TASK PROMPT: Give every line of the material again, exactly as written.

RECORDED DATA:
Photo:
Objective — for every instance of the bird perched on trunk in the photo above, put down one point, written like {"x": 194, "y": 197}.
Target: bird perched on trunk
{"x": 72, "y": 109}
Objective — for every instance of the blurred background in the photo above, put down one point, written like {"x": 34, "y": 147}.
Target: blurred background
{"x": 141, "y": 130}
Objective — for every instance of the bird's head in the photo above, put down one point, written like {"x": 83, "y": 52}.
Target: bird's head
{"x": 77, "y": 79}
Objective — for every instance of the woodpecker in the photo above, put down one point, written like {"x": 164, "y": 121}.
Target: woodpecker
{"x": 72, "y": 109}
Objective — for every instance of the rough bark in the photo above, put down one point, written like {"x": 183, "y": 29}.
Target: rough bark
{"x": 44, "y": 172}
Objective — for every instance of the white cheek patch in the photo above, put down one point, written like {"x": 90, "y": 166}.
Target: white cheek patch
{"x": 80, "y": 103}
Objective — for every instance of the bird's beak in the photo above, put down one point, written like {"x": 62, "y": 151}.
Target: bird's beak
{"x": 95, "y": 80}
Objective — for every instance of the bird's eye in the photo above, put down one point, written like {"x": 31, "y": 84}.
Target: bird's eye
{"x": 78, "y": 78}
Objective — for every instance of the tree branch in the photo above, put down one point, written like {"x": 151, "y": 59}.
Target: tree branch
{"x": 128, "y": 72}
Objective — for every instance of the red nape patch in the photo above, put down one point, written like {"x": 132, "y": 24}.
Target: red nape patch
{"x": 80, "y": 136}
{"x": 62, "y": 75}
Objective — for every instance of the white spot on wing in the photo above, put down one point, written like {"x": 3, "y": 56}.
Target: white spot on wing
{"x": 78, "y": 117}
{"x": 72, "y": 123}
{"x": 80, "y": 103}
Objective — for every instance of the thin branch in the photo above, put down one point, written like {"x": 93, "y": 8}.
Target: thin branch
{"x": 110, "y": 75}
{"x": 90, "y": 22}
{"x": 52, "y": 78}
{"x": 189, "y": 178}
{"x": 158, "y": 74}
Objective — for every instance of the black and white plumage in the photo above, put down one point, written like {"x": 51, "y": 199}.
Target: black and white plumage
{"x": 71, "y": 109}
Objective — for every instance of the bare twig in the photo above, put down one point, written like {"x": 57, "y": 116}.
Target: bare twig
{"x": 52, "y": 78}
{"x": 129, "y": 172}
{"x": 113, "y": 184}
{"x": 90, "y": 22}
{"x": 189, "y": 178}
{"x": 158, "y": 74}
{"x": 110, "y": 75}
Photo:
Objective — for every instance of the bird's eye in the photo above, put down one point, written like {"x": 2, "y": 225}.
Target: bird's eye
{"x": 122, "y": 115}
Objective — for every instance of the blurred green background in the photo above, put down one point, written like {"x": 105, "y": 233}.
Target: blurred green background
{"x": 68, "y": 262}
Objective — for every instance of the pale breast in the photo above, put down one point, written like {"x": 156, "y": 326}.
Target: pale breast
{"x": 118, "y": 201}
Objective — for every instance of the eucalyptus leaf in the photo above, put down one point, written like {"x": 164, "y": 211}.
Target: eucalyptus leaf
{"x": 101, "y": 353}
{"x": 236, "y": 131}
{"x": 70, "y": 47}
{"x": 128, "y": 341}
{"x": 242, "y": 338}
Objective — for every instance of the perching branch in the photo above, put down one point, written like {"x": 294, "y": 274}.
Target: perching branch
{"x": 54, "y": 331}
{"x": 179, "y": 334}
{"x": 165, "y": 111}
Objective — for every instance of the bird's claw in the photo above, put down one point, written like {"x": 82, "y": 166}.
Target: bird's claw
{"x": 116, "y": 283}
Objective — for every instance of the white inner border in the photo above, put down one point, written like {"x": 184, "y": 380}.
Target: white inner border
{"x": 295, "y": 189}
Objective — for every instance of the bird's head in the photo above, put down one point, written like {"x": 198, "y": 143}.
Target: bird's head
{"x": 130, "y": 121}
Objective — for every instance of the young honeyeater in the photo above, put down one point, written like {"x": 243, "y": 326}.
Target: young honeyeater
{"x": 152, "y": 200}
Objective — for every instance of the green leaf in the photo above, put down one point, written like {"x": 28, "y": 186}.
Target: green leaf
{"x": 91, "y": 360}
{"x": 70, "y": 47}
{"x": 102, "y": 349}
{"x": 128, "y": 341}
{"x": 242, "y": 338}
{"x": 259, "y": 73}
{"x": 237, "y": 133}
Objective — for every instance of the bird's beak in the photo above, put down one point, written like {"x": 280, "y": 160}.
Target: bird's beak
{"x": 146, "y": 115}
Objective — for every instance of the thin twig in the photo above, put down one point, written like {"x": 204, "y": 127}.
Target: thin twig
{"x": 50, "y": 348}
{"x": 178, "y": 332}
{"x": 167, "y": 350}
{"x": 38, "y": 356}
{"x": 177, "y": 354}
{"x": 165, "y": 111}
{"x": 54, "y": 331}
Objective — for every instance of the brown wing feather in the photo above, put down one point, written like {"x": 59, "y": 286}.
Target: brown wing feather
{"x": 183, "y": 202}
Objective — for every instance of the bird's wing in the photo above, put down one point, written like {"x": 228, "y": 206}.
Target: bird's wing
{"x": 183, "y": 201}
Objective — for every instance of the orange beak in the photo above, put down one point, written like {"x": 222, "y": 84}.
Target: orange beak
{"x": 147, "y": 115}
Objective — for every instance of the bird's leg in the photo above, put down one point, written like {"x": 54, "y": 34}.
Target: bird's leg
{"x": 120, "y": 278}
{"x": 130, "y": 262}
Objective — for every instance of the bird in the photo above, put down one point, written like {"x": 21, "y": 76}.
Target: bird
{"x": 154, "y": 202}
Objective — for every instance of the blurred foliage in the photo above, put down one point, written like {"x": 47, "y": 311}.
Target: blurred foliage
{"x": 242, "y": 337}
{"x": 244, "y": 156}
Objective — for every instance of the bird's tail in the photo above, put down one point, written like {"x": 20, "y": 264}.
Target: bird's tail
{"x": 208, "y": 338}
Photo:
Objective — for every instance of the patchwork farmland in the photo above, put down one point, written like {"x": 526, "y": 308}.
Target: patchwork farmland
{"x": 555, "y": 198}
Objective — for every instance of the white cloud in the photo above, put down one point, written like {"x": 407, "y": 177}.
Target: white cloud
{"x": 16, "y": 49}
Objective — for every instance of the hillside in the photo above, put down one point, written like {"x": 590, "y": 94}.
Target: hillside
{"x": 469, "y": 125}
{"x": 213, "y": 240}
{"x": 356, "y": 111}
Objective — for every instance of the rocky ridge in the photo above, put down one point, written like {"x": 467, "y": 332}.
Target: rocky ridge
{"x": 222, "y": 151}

SOLUTION TO THIS PROBLEM:
Photo:
Objective — for every instance of the bird perched on trunk in the photo above, put down one point, written like {"x": 194, "y": 197}.
Target: bird perched on trunk
{"x": 72, "y": 109}
Objective — for every instance of the blurred background in the photo above, put down one point, written like {"x": 34, "y": 147}.
Target: blurred background
{"x": 141, "y": 130}
Objective — for every instance of the bird's head in the photo above, put down one point, written like {"x": 83, "y": 52}.
Target: bird's head
{"x": 77, "y": 79}
Objective — for every instance of the woodpecker in the photo above, put down one point, written like {"x": 164, "y": 121}.
Target: woodpecker
{"x": 72, "y": 109}
Objective — for every instance of the rough bark in the photo above, put down one point, written like {"x": 183, "y": 29}.
Target: rough bark
{"x": 44, "y": 172}
Objective — for every instance of the white cheek patch in the photo above, put down one point, written like {"x": 90, "y": 166}.
Target: white cheek patch
{"x": 80, "y": 103}
Objective — for every instance of the bird's beak in the photo above, put down one point, written like {"x": 62, "y": 151}.
Target: bird's beak
{"x": 95, "y": 80}
Objective — for every instance of the bird's eye in the photo above, put down one point, written like {"x": 31, "y": 84}.
Target: bird's eye
{"x": 78, "y": 78}
Objective — for every instance of the tree branch in the photo above, put down one point, written like {"x": 151, "y": 59}.
Target: tree branch
{"x": 128, "y": 72}
Objective — for every instance of the red nape patch in the photo above, put down one point, written like {"x": 132, "y": 24}.
Target: red nape patch
{"x": 80, "y": 136}
{"x": 62, "y": 75}
Objective — for every instance of the white spot on wing in the photo above, put down one point, written like {"x": 3, "y": 56}.
Target: white spot on wing
{"x": 78, "y": 117}
{"x": 72, "y": 123}
{"x": 80, "y": 103}
Objective — for every instance of the thin branch in the photo above, put down one point, written like {"x": 93, "y": 8}.
Target: thin branch
{"x": 110, "y": 75}
{"x": 90, "y": 22}
{"x": 52, "y": 78}
{"x": 189, "y": 178}
{"x": 158, "y": 74}
Objective — for every instance of the black and white plumage in the photo above, put down one point, written like {"x": 51, "y": 199}.
Target: black and white plumage
{"x": 71, "y": 109}
Objective — for every instance of the bare twig in the photo above, put down one point, written like {"x": 57, "y": 116}.
Target: bare twig
{"x": 52, "y": 78}
{"x": 129, "y": 172}
{"x": 113, "y": 184}
{"x": 90, "y": 22}
{"x": 189, "y": 178}
{"x": 158, "y": 74}
{"x": 110, "y": 75}
Photo:
Objective — for every instance of the bird's eye in the photo above, put down one point, written like {"x": 2, "y": 225}.
Target: bird's eye
{"x": 122, "y": 115}
Objective — for every instance of the blurred green background in the photo above, put down one point, written like {"x": 105, "y": 233}.
Target: blurred green background
{"x": 68, "y": 262}
Objective — for every instance of the pale breast in the photo above, put down one point, written like {"x": 156, "y": 326}.
Target: pale breast
{"x": 118, "y": 201}
Objective — for every instance of the eucalyptus leaf in the photo above, put down one point, written like {"x": 164, "y": 211}.
Target: eucalyptus leaf
{"x": 101, "y": 353}
{"x": 236, "y": 131}
{"x": 70, "y": 47}
{"x": 128, "y": 341}
{"x": 242, "y": 338}
Objective — for every instance of the perching branch in the photo above, put down one point, written like {"x": 294, "y": 274}.
Target: perching branch
{"x": 54, "y": 331}
{"x": 179, "y": 334}
{"x": 165, "y": 111}
Objective — for every instance of the bird's claw in the photo above, put down one point, written like {"x": 82, "y": 166}.
Target: bird's claw
{"x": 116, "y": 283}
Objective — for every instance of the white inner border in the photo above, put down one point, written like {"x": 184, "y": 380}.
Target: white inner border
{"x": 295, "y": 189}
Objective — for every instance of the bird's head in the photo above, put down one point, written like {"x": 198, "y": 143}.
Target: bird's head
{"x": 130, "y": 121}
Objective — for every instance of the young honeyeater in the photo above, put down one point, written like {"x": 243, "y": 326}.
Target: young honeyeater
{"x": 152, "y": 200}
Objective — for every instance of the green leaf in the photo above, put down one point, written like {"x": 28, "y": 186}.
Target: green leaf
{"x": 91, "y": 360}
{"x": 70, "y": 47}
{"x": 102, "y": 349}
{"x": 128, "y": 341}
{"x": 242, "y": 338}
{"x": 259, "y": 73}
{"x": 237, "y": 133}
Objective — for every instance of the bird's beak in the photo above, put down one point, written like {"x": 280, "y": 160}.
Target: bird's beak
{"x": 146, "y": 115}
Objective — for every instance of the thin twig in the photo above, put down one point, written like {"x": 204, "y": 127}.
Target: thin twig
{"x": 50, "y": 348}
{"x": 178, "y": 332}
{"x": 167, "y": 350}
{"x": 38, "y": 356}
{"x": 177, "y": 354}
{"x": 165, "y": 111}
{"x": 54, "y": 331}
Objective — for every instance of the brown wing feather in the photo above, put down one point, written like {"x": 59, "y": 286}.
Target: brown wing feather
{"x": 183, "y": 202}
Objective — for every instance of the bird's wing in the photo above, put down one point, written like {"x": 228, "y": 206}.
Target: bird's wing
{"x": 183, "y": 201}
Objective — for every instance of the orange beak in the photo above, put down one point, written like {"x": 222, "y": 84}.
Target: orange beak
{"x": 147, "y": 115}
Objective — for every instance of the bird's leg in the photo above, put down one point, written like {"x": 54, "y": 34}.
Target: bird's leg
{"x": 120, "y": 278}
{"x": 130, "y": 262}
Objective — for every instance of the bird in the photo above, put down one point, written like {"x": 21, "y": 76}.
Target: bird
{"x": 154, "y": 202}
Objective — for every instance of the blurred foliage in the photo above, put down one point, written like {"x": 47, "y": 311}.
Target: blurred foliage
{"x": 242, "y": 337}
{"x": 244, "y": 156}
Objective — for every instance of the bird's tail in the photo above, put down one point, written like {"x": 20, "y": 264}.
Target: bird's tail
{"x": 208, "y": 338}
Photo:
Objective — for every instance of the patchwork farmland in the photo above, put down one point, written like {"x": 526, "y": 308}.
Target: patchwork farmland
{"x": 555, "y": 198}
Objective — for every instance of the white cloud in the photo above, put down one point, written like {"x": 407, "y": 177}.
Target: white cloud
{"x": 16, "y": 49}
Objective — for every instance of the hillside in the photo above, put down one point, written like {"x": 590, "y": 94}.
Target: hillside
{"x": 469, "y": 125}
{"x": 213, "y": 240}
{"x": 356, "y": 111}
Objective — for every instance of the rocky ridge in the photo above, put down one point, written like {"x": 467, "y": 332}.
Target: rocky ridge
{"x": 222, "y": 151}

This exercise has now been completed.